┌──

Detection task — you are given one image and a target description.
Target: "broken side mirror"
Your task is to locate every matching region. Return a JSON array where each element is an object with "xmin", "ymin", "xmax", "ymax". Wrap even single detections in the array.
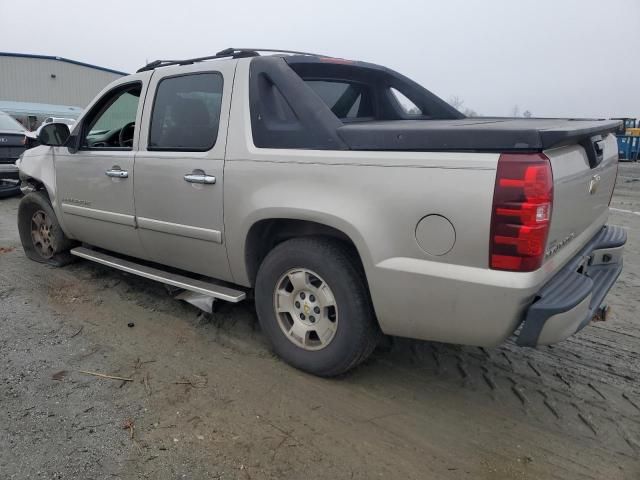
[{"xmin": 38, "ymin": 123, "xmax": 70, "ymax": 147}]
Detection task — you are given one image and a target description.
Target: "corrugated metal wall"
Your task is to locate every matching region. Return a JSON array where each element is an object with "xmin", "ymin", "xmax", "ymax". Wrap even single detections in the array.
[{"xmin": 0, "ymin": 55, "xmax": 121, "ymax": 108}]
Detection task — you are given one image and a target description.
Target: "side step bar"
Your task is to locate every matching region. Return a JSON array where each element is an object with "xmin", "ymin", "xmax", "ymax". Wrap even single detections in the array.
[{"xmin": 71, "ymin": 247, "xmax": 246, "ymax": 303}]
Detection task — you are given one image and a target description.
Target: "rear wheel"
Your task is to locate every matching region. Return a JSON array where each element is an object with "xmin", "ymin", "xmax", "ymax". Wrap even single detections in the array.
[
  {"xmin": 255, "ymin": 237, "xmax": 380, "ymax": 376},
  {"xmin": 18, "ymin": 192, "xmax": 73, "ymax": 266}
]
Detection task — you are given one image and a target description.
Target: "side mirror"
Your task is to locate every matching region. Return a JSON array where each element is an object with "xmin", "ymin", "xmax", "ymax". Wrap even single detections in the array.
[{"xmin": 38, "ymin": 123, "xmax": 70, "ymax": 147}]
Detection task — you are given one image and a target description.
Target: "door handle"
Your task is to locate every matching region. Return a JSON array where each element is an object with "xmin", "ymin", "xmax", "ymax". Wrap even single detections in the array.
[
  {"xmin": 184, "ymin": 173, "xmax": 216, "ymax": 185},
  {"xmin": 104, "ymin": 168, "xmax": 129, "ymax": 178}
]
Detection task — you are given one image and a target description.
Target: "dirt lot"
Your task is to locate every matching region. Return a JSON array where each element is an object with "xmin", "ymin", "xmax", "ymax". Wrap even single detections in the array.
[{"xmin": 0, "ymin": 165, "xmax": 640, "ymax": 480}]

└──

• **PROBLEM STATEMENT**
Reproduce the entries above without change, omitting all pictures.

• **WRITTEN ANSWER**
Detection task — you are given one image and a target description.
Target: "broken side mirror"
Your task is to locate every matching region. Return a JSON array where each element is an object with "xmin", "ymin", "xmax", "ymax". Wrap even single detections in the array.
[{"xmin": 38, "ymin": 123, "xmax": 70, "ymax": 147}]
Detection task — you are given one image and a target description.
Target: "corrugated metal wall"
Your task is to locate every matching region. Return a JSON array where each element is an object with "xmin", "ymin", "xmax", "ymax". Wrap even single detections in the array.
[{"xmin": 0, "ymin": 55, "xmax": 121, "ymax": 108}]
Detection task — you are given one image and a target description.
Target: "side step bar"
Your task is to locate every matching region. Return a JSON array where each element is an object with "xmin", "ymin", "xmax", "ymax". Wrap even single detections in the array.
[{"xmin": 71, "ymin": 247, "xmax": 246, "ymax": 303}]
Detection task — you are given one image and a target description.
Target: "rear wheel"
Your task is to locate every matching region. Return a JSON array where each element is an object with "xmin", "ymin", "xmax", "ymax". Wrap even single detections in the array.
[
  {"xmin": 255, "ymin": 237, "xmax": 380, "ymax": 376},
  {"xmin": 18, "ymin": 192, "xmax": 73, "ymax": 266}
]
Detection task — you are given one image and a target description.
Target: "side mirror"
Your task is to locate every matching region. Return a JSON array where each element is an object with "xmin", "ymin", "xmax", "ymax". Wrap even single detections in the array.
[{"xmin": 38, "ymin": 123, "xmax": 70, "ymax": 147}]
Detection task — you are given one image and a target description.
Target: "door handle"
Your task is to locate every matching region. Return a JSON array where each element is an object with "xmin", "ymin", "xmax", "ymax". Wrap even single detections in the array.
[
  {"xmin": 184, "ymin": 173, "xmax": 216, "ymax": 185},
  {"xmin": 104, "ymin": 168, "xmax": 129, "ymax": 178}
]
Detection task — you are given one image and a target description.
Target: "dirt lot"
Your task is to locate every matching region. Return a JSON array where each element is an object with "xmin", "ymin", "xmax", "ymax". Wrap even single detections in the array.
[{"xmin": 0, "ymin": 165, "xmax": 640, "ymax": 480}]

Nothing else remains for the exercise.